Task directions: Each of the entries should be output exactly, with nothing left out.

Data for processing:
^^^^^^^^^^^^^^^^
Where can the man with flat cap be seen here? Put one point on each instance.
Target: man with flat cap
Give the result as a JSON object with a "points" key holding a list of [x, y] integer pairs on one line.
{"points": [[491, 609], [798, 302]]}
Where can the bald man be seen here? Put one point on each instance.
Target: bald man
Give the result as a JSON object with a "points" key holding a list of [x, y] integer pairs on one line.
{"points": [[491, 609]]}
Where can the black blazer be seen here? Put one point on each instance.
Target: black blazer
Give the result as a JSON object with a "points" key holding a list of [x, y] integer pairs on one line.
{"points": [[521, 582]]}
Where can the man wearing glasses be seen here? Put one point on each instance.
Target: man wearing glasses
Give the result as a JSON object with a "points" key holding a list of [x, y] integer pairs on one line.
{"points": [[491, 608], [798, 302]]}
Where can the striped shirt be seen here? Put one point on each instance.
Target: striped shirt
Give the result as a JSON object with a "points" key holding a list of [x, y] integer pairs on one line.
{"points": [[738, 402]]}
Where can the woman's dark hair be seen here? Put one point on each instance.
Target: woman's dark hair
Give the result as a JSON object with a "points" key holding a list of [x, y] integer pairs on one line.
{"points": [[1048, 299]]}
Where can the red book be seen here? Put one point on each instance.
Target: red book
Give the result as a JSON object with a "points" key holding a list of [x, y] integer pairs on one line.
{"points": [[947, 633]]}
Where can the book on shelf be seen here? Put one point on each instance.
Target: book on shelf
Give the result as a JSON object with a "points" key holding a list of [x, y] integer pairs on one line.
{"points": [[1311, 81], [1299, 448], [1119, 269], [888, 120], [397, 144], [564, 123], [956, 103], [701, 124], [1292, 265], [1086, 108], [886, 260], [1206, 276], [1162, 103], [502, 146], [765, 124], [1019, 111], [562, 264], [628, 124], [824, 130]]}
^^^^^^^^^^^^^^^^
Response area:
Where can the man with flat cap be seen here? Put one point on each instance.
Target: man with flat cap
Give the result as a JSON object with a "points" key holding a list of [x, y] integer pairs on one line.
{"points": [[491, 609], [798, 302]]}
Where can the bald man be seen here? Put one point on each instance.
Target: bald man
Give the result as a JSON object with a "points" key holding a list of [x, y] integer pairs on one line.
{"points": [[491, 609]]}
Where can the black blazer be seen here? Put one point on each instance.
Target: black blazer
Give the result as a JSON object with a "points" key holding a list of [x, y] integer pairs on one line.
{"points": [[521, 582]]}
Where can the man wearing glasses be seen here? Put one point on each instance.
Target: man wearing glasses
Give the result as a JSON object with a "points" key holding a list of [x, y] integer pairs on one line.
{"points": [[491, 608], [798, 302]]}
Where can the striped shirt be seen here? Put one point on each instance.
Target: striped shirt
Give the result as a JSON object with a "points" key holding a list of [x, y] integer pairs on one line.
{"points": [[738, 402]]}
Where can the woman's dark hair be seen here? Put one point on each instance.
Target: woman's dark hair
Give the result as a JSON object with a "points" key holding a list of [x, y] integer pairs on one line.
{"points": [[1048, 299]]}
Where can the red book be seen here? Put one point on each instance.
Target: red book
Give the result as a JSON object with a "points" key holding a list of [x, y] integer pairs on one line.
{"points": [[947, 633]]}
Where can the book on shelf be seen here? Put one point on each instance.
Target: book on shelf
Give the result as a JSON object with a "points" key holding a list of [x, y] integer pairs on one line.
{"points": [[1311, 81], [1299, 448], [1119, 269], [888, 120], [397, 144], [564, 123], [956, 103], [701, 124], [1292, 265], [1086, 108], [886, 260], [1206, 276], [1162, 103], [502, 146], [765, 124], [1019, 111], [562, 264], [628, 124], [824, 130]]}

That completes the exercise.